(Records of labeled points)
<<<<

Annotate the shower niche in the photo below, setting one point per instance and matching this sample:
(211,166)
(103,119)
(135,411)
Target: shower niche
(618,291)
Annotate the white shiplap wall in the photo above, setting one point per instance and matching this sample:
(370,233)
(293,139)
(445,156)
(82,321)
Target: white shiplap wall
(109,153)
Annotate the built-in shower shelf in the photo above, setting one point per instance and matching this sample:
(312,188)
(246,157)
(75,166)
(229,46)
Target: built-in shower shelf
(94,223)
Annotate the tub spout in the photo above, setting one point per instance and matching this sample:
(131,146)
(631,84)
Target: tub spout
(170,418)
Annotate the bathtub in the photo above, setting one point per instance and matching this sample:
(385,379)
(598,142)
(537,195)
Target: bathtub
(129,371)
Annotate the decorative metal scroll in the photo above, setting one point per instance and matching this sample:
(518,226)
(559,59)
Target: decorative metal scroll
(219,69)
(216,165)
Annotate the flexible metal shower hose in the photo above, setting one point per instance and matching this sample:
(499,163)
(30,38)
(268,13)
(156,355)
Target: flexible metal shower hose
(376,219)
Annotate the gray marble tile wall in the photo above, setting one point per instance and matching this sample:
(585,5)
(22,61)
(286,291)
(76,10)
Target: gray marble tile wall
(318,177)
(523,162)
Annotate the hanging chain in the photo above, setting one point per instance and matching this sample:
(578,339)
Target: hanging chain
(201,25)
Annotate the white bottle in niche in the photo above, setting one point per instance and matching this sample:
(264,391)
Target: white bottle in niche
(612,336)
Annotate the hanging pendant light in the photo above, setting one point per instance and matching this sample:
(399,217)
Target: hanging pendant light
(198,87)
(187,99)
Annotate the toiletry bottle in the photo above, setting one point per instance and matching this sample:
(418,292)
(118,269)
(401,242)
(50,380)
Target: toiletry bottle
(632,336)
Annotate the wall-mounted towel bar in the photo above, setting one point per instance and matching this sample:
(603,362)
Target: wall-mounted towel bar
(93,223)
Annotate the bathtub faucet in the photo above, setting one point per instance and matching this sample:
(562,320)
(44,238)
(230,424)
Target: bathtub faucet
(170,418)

>>>>

- [Task prompt]: Rewrite all of the records above so that every "Target" becomes "Object", keeping every other part the same.

- [Result of the exercise]:
Annotate the shower niche in the photo below, setting one point per instance and matching this sample:
(211,166)
(103,119)
(135,411)
Object: shower niche
(618,291)
Annotate the white shiplap wall in the photo above, setting one point per instance and matching this sample:
(370,233)
(293,139)
(445,156)
(82,321)
Object: white shiplap wall
(109,153)
Annotate the built-in shower shelf in the photo above, setting one point per instance and matching this sample:
(312,188)
(246,157)
(75,166)
(229,46)
Object: built-in shower shelf
(94,223)
Annotate the tub spout in the photo above, setting one point per instance and matching this sample:
(131,146)
(631,84)
Object: tub spout
(170,418)
Annotate the bathtub in the photo above, setting one point per instance and matching this sample:
(385,379)
(598,142)
(537,195)
Object: bathtub
(129,371)
Annotate the decorative metal scroll in the photo above, setting one point per instance and matching this sample:
(518,226)
(559,59)
Object: decorative metal scroll
(219,69)
(216,165)
Annotate the flexible metal shower hose in the photo above, setting one point per instance and matching this sample:
(499,163)
(30,38)
(268,13)
(156,355)
Object: flexible metal shower hose
(376,219)
Annotate the gray marble tile wall in the photo above, setting one point per instance and matching this sample:
(585,5)
(22,61)
(286,291)
(76,10)
Object: gray marble tile wall
(318,177)
(523,162)
Annotate the hanging chain in the photo above, setting one point per instance and matching this sample:
(578,339)
Object: hanging chain
(201,25)
Annotate the white bottle in niche in the photo above, setting one point per instance and matching this sample:
(264,391)
Object: white bottle in niche
(612,336)
Annotate the hanging pendant light in the photo above, setting one point per instance and matching this sample:
(399,217)
Object: hanging pendant light
(198,87)
(187,99)
Annotate the toiletry bottle in the photo above, setting one point per instance and matching this sample:
(418,292)
(118,269)
(401,242)
(50,380)
Object: toiletry bottle
(632,336)
Annotate the wall-mounted towel bar in the photo above, setting one point per instance and matching this sample:
(603,362)
Object: wall-mounted towel bar
(93,223)
Annotate the bathtub faucet in the photo above, setting one point per instance and matching this sample:
(562,320)
(44,238)
(230,424)
Object: bathtub faucet
(170,418)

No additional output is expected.